■ **Task objective**
Only the lines starting at the one that contains "For the evaluation, point out each instance of the european" and running to the end should be repeated, exactly as written.

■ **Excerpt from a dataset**
□ □ □

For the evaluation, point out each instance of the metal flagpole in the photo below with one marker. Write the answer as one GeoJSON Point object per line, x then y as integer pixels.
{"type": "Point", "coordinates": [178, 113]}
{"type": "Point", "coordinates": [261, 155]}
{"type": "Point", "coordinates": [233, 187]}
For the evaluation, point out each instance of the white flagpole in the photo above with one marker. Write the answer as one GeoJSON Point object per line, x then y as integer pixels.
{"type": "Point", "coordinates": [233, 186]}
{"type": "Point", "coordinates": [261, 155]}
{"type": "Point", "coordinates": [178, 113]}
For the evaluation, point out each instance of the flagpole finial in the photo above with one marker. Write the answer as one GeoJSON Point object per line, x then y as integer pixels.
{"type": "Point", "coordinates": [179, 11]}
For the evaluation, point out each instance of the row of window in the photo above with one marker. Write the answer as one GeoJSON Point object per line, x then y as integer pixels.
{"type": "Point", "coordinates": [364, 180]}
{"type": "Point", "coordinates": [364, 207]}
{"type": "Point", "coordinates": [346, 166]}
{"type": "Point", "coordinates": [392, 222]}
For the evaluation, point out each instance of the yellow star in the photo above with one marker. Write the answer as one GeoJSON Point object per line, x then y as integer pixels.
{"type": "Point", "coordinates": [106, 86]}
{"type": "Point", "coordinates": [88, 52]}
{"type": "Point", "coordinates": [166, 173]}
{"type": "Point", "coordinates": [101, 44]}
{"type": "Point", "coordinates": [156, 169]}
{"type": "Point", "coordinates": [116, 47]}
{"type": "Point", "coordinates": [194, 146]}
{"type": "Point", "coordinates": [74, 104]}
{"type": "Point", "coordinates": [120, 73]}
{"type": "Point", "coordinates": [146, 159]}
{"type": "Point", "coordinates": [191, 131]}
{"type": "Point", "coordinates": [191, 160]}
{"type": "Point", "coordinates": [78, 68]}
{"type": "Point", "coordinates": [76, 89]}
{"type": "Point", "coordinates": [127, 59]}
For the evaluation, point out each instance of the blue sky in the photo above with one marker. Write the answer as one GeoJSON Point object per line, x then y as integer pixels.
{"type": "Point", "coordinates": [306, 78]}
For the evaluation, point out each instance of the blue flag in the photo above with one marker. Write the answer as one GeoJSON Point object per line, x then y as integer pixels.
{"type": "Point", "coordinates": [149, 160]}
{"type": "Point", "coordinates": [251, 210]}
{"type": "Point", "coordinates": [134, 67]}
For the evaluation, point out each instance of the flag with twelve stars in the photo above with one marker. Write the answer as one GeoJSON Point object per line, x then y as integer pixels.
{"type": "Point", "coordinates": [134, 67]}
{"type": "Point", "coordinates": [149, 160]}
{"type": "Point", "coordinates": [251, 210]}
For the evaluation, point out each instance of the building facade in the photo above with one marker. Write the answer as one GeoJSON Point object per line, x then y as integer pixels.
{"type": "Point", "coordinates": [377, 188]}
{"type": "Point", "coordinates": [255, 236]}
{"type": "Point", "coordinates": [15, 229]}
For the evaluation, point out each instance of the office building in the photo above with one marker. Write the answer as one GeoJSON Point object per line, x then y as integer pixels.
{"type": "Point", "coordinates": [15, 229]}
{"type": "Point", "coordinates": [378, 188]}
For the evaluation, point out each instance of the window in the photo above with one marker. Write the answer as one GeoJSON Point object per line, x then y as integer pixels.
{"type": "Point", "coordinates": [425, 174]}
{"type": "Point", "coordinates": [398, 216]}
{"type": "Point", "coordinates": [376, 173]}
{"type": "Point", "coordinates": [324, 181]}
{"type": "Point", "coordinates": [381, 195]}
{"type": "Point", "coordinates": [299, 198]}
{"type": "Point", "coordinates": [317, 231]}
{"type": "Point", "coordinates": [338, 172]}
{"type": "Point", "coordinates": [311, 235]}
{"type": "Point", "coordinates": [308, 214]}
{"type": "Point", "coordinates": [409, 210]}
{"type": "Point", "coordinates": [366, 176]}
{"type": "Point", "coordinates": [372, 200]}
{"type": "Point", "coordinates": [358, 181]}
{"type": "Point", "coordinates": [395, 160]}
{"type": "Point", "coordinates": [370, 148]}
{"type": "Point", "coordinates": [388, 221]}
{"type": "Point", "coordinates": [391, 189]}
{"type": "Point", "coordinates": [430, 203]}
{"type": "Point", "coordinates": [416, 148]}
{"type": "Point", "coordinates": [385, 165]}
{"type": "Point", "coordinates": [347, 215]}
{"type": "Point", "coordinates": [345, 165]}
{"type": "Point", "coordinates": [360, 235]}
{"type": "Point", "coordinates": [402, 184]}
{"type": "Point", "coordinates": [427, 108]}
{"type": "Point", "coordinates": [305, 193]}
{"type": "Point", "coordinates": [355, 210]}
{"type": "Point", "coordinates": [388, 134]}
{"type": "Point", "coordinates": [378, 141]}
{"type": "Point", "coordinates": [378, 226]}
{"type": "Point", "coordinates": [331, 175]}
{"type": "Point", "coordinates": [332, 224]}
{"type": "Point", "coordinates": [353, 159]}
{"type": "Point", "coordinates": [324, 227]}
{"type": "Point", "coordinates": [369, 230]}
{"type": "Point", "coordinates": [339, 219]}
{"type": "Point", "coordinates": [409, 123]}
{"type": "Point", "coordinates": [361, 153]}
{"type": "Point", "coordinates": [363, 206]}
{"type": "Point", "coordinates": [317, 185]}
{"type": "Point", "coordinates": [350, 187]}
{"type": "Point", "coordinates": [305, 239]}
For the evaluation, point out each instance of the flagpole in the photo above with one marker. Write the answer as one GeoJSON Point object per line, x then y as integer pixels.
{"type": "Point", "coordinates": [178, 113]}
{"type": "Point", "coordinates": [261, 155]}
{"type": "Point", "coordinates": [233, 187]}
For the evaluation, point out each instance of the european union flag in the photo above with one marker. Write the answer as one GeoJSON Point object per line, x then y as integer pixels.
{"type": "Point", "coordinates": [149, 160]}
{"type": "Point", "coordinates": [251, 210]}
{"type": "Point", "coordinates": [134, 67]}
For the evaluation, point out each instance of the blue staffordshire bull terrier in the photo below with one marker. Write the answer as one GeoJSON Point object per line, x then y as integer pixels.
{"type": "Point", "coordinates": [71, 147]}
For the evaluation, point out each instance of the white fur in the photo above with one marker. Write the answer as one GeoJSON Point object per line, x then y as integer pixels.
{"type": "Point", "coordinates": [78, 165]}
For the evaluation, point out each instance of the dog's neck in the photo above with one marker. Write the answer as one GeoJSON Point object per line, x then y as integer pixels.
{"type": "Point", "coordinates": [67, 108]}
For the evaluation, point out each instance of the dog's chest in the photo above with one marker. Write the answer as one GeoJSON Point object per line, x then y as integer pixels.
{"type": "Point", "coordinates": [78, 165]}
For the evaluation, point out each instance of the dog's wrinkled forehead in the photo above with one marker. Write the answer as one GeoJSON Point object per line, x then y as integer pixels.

□ □ □

■ **Solution**
For the evaluation, point out each instance of the european union flag in the photo above with one marker. Write the answer as one GeoJSON Point object per line, x then y as integer pixels.
{"type": "Point", "coordinates": [149, 160]}
{"type": "Point", "coordinates": [251, 210]}
{"type": "Point", "coordinates": [134, 67]}
For the evaluation, point out each instance of the blue staffordshire bull terrier in the photo below with one marker. Write the answer as one GeoJSON Point object per line, x then y as integer pixels.
{"type": "Point", "coordinates": [71, 147]}
For the evaluation, point out each instance of the white fur in the photo above with one marker. Write the answer as one GeoJSON Point object per line, x then y as integer pixels.
{"type": "Point", "coordinates": [78, 165]}
For the evaluation, point out each instance of the dog's neck in the photo above with one marker. Write the answer as one GeoJSON Point object per line, x then y as integer pixels.
{"type": "Point", "coordinates": [67, 108]}
For the evaluation, point out each instance of the dog's chest in the photo above with one marker. Write the answer as one GeoJSON Point object per line, x then y as integer pixels.
{"type": "Point", "coordinates": [78, 165]}
For the evaluation, point out each instance of the dog's wrinkled forehead in the photo above with one marker. Write the answer as one GeoJSON Point object per line, x then y as integer pixels.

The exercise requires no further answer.